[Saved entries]
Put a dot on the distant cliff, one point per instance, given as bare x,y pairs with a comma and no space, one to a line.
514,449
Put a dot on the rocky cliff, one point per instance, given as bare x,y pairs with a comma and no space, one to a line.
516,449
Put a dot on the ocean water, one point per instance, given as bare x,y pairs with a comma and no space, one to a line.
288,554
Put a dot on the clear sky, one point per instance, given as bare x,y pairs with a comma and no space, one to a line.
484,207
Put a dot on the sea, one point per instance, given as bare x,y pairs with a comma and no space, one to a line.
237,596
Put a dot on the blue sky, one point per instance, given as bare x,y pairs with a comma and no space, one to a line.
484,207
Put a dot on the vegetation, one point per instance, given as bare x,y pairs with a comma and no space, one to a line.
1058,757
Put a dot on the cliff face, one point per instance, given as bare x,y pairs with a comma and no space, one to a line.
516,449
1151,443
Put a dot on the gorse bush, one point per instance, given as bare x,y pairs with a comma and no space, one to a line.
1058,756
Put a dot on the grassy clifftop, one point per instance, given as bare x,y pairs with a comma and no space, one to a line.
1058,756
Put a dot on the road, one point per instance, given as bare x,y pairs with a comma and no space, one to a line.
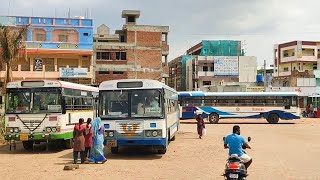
288,150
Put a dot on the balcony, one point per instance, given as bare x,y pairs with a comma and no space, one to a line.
316,73
47,73
205,74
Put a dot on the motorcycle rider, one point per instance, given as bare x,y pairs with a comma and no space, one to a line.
235,142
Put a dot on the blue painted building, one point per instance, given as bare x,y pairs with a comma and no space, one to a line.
57,48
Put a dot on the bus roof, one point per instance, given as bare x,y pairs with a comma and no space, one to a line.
49,83
200,93
146,84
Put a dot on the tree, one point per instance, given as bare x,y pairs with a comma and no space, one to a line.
12,47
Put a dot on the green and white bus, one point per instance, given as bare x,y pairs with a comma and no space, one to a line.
47,110
138,113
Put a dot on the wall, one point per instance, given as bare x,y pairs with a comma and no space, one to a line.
247,68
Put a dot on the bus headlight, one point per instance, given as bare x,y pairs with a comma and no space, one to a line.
154,133
111,134
54,129
48,129
16,130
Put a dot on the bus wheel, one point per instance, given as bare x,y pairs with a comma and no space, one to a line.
69,143
213,118
273,118
27,145
114,150
162,150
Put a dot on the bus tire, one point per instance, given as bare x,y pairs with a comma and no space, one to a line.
214,118
114,150
68,143
27,145
273,118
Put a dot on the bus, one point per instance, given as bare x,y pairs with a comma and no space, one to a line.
47,110
138,113
218,105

How to complete this task:
Copy each line of the records above exactly as written. Do not carry over any picture.

Your response:
Put a dot on the distant cliff, one point per instance, given as bare x,y pairs with a comma and no space, one to a line.
514,449
Put a dot on the rocky cliff, one point per instance, given as bare x,y pairs with a comma and no space, one to a line.
516,449
Put a dot on the ocean water, one point per instance, given as bare x,y pairs with a comma and no space, one to a line.
288,554
Put a dot on the clear sky, one point per instance, given as bare x,y pairs with a comma and no space, one to a line.
484,207
Put a dot on the sea, one point per instance, given as bare x,y pairs with a comma and no space, one to a line.
237,596
Put a dot on the blue sky, one point per instance, given as bare x,y pairs with a comma and no space, one to a line.
484,207
Put a dot on the vegetation, one point per instance, given as bare x,y pairs with a comma and no space, one to a line.
1058,757
Put a dot on the cliff face, one point per instance, given as bare x,y pairs with a comma and no space, one to a line.
516,449
1151,443
Put a dot on the gorse bush, one point per instance, given as bare x,y pairs with a comma and no space, one to a line.
1058,756
Put a dot on the grassy clifftop, one point per instance, given as bare x,y pairs with a comma and no space, one to a line.
1058,756
Put a dot on the road, one point per instance, given as bare x,y pairs with a comma and no space, one to a line.
288,150
Put a dot on the balcony, one point per instance, given as bare x,y pairs with a comma and no space, one to a line.
316,73
47,73
205,74
Put a dot on the motorcycle rider, one point per instance, given as bare x,y pairs with a comma and no space, one to a line.
235,142
Put a dot on the blue painted building, one point per instance, given as bare x,y pairs with a comma and no space, one to a line.
57,48
Put a dot on the bus roof, one point per instance, given as bare x,y pairs with a comma and no space, one to a line.
49,83
200,93
146,84
Put a dot on the tree, one point per instance, given as bare x,y pairs with a comma and no space, one to a line.
12,47
Put a dot on the green and white bus, one point per instance, given as bare x,y pairs with a comma and no space, one to a line.
47,110
138,113
Put a dot on the wall, one point per instance, given as bare x,y pairs with a comma and no space, one to a line.
247,68
Put a dot on the bus headlight, one point per instance, given as bare x,y pairs with a comma and no space, one to a line.
154,133
111,134
54,129
48,129
16,130
Put a dot on the bus wheel, one point per instance, given as bare x,y pairs with a comma and no space, one to a line.
69,143
213,118
273,118
27,145
114,150
162,150
Put a dot on the bus tire, one point per instance, given as bare x,y pairs with a comma and no space, one to a line.
214,118
114,150
68,143
27,145
273,118
Put a dot on the bus, one point per instance, given as bare x,y pairs with a comma and no space, one to a line.
47,110
138,113
218,105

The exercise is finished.